= Problem statement =
Copy the material below verbatim from the line with "Target: hazy horizon" to the line with "Where can the racket grip", both lines included, omitting pictures and every line outside that range.

= Dataset =

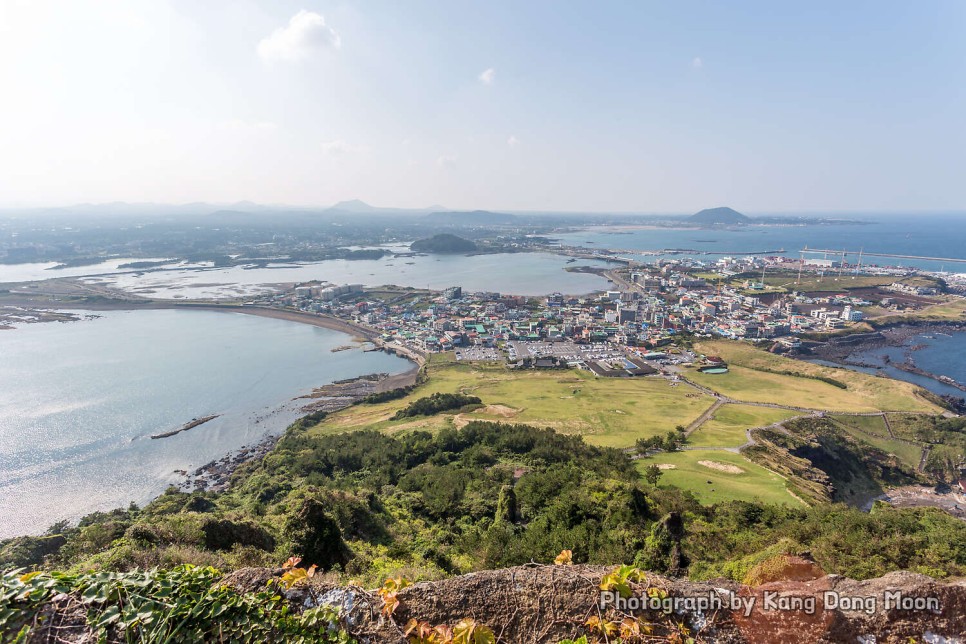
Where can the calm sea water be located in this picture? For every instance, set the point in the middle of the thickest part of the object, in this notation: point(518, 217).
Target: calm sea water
point(942, 355)
point(928, 235)
point(513, 273)
point(79, 401)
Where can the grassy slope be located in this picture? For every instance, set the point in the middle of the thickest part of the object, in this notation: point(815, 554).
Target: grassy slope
point(612, 412)
point(871, 429)
point(755, 483)
point(744, 382)
point(952, 310)
point(727, 427)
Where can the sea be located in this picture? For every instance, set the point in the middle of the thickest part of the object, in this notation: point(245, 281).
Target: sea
point(938, 353)
point(924, 235)
point(79, 402)
point(511, 273)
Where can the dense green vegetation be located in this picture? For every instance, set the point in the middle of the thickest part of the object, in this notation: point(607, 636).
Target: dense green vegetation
point(435, 404)
point(443, 243)
point(184, 604)
point(945, 437)
point(369, 505)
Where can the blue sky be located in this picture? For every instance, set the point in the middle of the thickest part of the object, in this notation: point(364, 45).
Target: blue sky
point(634, 106)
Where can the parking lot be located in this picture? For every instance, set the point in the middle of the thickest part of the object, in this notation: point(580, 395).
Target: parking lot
point(562, 350)
point(479, 353)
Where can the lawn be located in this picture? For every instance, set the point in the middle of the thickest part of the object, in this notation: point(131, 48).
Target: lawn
point(751, 379)
point(727, 427)
point(833, 283)
point(952, 310)
point(871, 429)
point(754, 483)
point(612, 412)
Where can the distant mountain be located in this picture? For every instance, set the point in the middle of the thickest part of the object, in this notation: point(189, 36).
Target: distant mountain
point(722, 215)
point(443, 243)
point(473, 218)
point(359, 206)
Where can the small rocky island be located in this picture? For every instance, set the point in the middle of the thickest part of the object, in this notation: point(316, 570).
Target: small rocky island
point(443, 243)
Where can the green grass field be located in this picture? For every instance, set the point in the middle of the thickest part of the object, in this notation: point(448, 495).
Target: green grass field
point(709, 485)
point(871, 429)
point(749, 379)
point(832, 283)
point(612, 412)
point(952, 310)
point(727, 427)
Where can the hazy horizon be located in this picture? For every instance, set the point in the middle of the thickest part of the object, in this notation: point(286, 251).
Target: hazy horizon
point(544, 107)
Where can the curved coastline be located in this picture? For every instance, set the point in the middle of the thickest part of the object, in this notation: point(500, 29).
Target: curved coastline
point(217, 472)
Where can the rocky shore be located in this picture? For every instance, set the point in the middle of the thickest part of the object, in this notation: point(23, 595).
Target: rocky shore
point(215, 475)
point(842, 349)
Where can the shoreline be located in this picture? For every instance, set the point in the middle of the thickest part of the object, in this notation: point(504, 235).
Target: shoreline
point(845, 350)
point(216, 474)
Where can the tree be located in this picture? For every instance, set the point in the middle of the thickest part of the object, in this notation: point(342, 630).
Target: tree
point(315, 536)
point(652, 474)
point(506, 505)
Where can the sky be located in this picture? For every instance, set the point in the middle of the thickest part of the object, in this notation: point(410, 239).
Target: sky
point(538, 105)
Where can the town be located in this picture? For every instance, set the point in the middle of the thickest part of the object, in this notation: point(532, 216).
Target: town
point(642, 323)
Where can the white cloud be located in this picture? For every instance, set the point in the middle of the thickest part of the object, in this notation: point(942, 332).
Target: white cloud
point(339, 147)
point(487, 76)
point(306, 32)
point(248, 126)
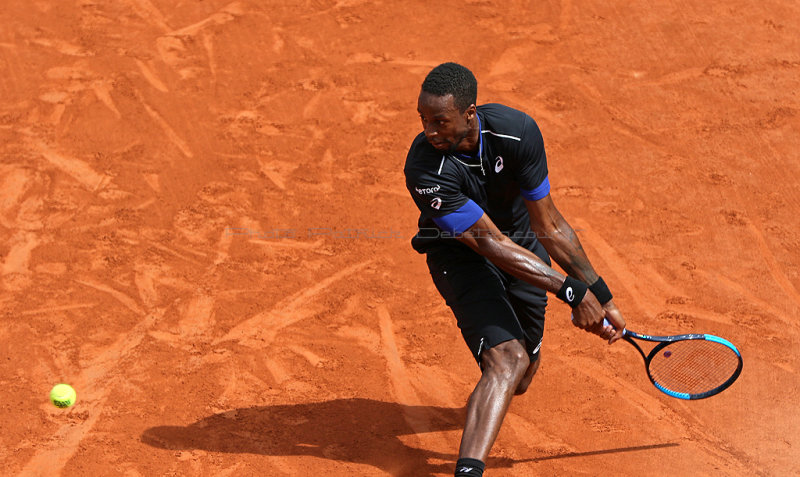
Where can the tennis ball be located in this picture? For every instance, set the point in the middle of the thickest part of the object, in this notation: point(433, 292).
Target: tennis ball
point(62, 395)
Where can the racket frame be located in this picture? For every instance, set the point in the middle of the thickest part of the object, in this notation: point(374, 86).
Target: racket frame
point(664, 341)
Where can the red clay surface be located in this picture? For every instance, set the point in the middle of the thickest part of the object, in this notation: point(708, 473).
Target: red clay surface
point(205, 231)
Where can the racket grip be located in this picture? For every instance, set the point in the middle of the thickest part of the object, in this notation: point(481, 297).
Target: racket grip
point(605, 323)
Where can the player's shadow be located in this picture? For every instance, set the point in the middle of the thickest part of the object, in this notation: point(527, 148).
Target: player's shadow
point(361, 431)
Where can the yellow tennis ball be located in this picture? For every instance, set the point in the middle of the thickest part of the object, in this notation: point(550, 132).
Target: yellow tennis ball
point(62, 395)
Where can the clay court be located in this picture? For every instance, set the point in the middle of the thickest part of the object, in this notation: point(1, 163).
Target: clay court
point(205, 230)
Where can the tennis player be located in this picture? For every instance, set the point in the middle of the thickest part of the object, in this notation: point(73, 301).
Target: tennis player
point(478, 175)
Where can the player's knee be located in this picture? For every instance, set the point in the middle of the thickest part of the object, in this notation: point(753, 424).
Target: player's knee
point(507, 361)
point(529, 374)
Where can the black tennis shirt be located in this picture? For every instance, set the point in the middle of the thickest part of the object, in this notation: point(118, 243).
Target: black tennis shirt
point(452, 191)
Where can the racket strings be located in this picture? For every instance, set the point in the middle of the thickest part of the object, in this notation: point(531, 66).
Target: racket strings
point(693, 366)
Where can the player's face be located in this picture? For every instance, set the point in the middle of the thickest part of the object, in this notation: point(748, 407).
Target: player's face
point(446, 128)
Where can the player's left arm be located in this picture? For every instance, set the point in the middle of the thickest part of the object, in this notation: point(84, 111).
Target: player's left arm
point(563, 245)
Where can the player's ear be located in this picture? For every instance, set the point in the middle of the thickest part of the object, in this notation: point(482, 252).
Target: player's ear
point(470, 112)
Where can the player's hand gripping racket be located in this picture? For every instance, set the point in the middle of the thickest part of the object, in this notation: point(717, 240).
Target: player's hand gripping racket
point(694, 366)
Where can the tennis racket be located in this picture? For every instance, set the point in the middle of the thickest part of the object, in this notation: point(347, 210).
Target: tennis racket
point(694, 366)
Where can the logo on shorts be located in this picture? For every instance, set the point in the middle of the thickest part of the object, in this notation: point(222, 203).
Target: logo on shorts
point(428, 190)
point(498, 165)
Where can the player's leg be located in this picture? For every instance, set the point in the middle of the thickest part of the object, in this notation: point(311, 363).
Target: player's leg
point(529, 303)
point(529, 373)
point(503, 367)
point(476, 293)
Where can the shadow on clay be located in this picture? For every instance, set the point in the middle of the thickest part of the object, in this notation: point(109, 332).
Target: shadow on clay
point(357, 430)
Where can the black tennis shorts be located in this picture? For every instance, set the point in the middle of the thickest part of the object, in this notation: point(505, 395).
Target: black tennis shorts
point(490, 305)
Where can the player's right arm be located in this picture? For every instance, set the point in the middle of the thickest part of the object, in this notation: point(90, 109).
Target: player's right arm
point(486, 239)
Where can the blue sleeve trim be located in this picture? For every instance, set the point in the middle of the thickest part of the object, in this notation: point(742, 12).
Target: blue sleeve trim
point(460, 220)
point(539, 192)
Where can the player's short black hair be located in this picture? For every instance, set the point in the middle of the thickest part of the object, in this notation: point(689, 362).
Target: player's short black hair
point(452, 78)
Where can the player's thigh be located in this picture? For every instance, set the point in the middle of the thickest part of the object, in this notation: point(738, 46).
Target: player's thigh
point(477, 295)
point(529, 303)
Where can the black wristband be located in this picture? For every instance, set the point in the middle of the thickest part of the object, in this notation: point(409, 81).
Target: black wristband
point(600, 290)
point(572, 292)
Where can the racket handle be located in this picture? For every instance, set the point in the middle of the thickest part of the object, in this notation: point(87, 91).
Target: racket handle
point(608, 323)
point(605, 323)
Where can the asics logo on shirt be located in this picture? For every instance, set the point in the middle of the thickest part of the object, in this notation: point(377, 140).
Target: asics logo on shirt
point(429, 190)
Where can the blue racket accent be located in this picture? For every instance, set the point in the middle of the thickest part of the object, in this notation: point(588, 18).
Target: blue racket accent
point(688, 365)
point(674, 394)
point(727, 343)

= Exercise solution =
Target: hazy horizon
point(544, 107)
Where can the curved coastline be located in this picture? For every instance, set the point in the middle of the thickest part of the object, in this notation: point(500, 29).
Target: curved coastline
point(217, 472)
Where can the rocky shore be located in this picture? For every instance, set the point in the middle of the thickest part of the object, in this notation: point(23, 595).
Target: rocky shore
point(215, 475)
point(842, 349)
Where can the shoreline be located in this picture? For every instance, set the point in the middle of the thickest part of the object, in this notation: point(504, 235).
Target: shoreline
point(845, 350)
point(216, 474)
Where can the tree be located in this picture? For every instance, set the point in the middle of the thickest part of the object, in this notation: point(342, 630).
Target: tree
point(315, 536)
point(652, 474)
point(506, 505)
Where can the sky be located in this picture? For every instance, set the point in the middle of the thickest part of the object, in this notation: point(410, 239).
Target: sky
point(538, 105)
Where can the town be located in this picture? For every instance, set the point in the middle of the thickest part of the object, in this notation: point(532, 216).
Target: town
point(642, 323)
Where can the white cloud be located in this picture? For every instance, set the point in the middle of the thickest part of the object, in this notation: point(942, 332).
Target: white cloud
point(339, 147)
point(487, 76)
point(306, 32)
point(248, 126)
Where can the tennis ball be located in this picture? For every instance, set the point in the middle of the thickest part of the object, in this notation: point(433, 292).
Target: tennis ball
point(62, 395)
Where can the racket frame be located in this picture? For every instance, set the point in the middle of the thickest part of the object, in this notation: point(374, 86).
Target: racket frame
point(664, 341)
Where can the red clay surface be located in this picture? For every instance, set the point in the middle of the thickest part of the object, in this notation: point(708, 473).
Target: red clay surface
point(205, 231)
Where can the racket grip be located in this picture? For every instance, set the point in the middle of the thickest part of the object, in this notation: point(481, 297).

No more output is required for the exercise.